## TEXTO FORNECIDO
Para resistir às violências raciais e ambientais no Coroadinho, Julianna fundou A Casa das Pretas, que trabalha contra todas as formas de desigualdades, preconceitos e discriminações que afetam diretamente as mulheres negras. O coletivo atua, entre outras frentes, na preparação da comunidade para emergências climáticas.

“Preparar lideranças comunitárias para serem líderes climáticos, porque a galera que tá no território sempre soube o que é desastre ambiental, o que é justiça climática, o que é racismo ambiental, talvez não com esses nomes, mas sabe na pele, no dia a dia, o que é passar por todos esses atravessamentos, essas injustiças, essa falta de acesso”, pontua.

Da COP à Marcha das Mulheres

O tema da justiça climática ocupa lugar de destaque na 2ª Marcha Nacional das Mulheres Negras, realizada nesta terça-feira (25) em Brasília (DF). No manifesto “Quando a Terra Clama, Somos Nós”, as organizadoras denunciam que a crise climática não é neutra: ela atravessa cor, gênero e território para atingir de forma desproporcional mulheres negras, quilombolas, comunidades tradicionais e periféricas. Segundo o texto, a poluição — seja por queimadas na Amazônia, pela contaminação da água e do solo por agrotóxicos, ou pela mineração predadora — é parte de um “modus operandi do racismo ambiental”.

## CONJUNTO DE REGISTROS
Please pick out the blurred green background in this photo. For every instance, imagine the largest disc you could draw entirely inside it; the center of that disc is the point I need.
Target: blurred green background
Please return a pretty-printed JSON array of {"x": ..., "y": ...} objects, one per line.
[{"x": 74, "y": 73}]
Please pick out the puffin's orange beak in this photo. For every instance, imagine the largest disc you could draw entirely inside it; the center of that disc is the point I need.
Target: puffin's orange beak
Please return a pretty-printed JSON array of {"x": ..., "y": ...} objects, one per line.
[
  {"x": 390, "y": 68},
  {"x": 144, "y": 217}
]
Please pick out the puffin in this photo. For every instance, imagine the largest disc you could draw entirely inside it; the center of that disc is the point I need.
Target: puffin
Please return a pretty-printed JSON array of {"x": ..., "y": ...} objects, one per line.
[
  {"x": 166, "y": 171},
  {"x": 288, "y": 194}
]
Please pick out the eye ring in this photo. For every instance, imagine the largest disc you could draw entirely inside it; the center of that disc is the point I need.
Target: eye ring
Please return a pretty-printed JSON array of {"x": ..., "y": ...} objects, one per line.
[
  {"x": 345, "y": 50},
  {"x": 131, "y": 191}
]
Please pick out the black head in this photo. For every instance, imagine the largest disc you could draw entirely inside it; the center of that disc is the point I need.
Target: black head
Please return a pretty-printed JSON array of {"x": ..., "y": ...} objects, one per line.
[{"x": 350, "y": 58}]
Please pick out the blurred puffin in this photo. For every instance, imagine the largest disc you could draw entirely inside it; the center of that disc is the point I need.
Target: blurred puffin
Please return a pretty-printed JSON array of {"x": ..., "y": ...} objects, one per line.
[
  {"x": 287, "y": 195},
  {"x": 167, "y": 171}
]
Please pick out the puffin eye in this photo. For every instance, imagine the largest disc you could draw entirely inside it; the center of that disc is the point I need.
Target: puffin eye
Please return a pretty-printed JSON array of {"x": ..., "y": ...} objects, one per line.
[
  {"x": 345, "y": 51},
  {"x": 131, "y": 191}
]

## OBJETIVO DO EXERCÍCIO
Reproduza integralmente o texto sobre A Casa das Pretas e a justiça climática, sem alterar nenhuma palavra ou sinal.

## RESPOSTA ESCRITA
Para resistir às violências raciais e ambientais no Coroadinho, Julianna fundou A Casa das Pretas, que trabalha contra todas as formas de desigualdades, preconceitos e discriminações que afetam diretamente as mulheres negras. O coletivo atua, entre outras frentes, na preparação da comunidade para emergências climáticas.

“Preparar lideranças comunitárias para serem líderes climáticos, porque a galera que tá no território sempre soube o que é desastre ambiental, o que é justiça climática, o que é racismo ambiental, talvez não com esses nomes, mas sabe na pele, no dia a dia, o que é passar por todos esses atravessamentos, essas injustiças, essa falta de acesso”, pontua.

Da COP à Marcha das Mulheres

O tema da justiça climática ocupa lugar de destaque na 2ª Marcha Nacional das Mulheres Negras, realizada nesta terça-feira (25) em Brasília (DF). No manifesto “Quando a Terra Clama, Somos Nós”, as organizadoras denunciam que a crise climática não é neutra: ela atravessa cor, gênero e território para atingir de forma desproporcional mulheres negras, quilombolas, comunidades tradicionais e periféricas. Segundo o texto, a poluição — seja por queimadas na Amazônia, pela contaminação da água e do solo por agrotóxicos, ou pela mineração predadora — é parte de um “modus operandi do racismo ambiental”.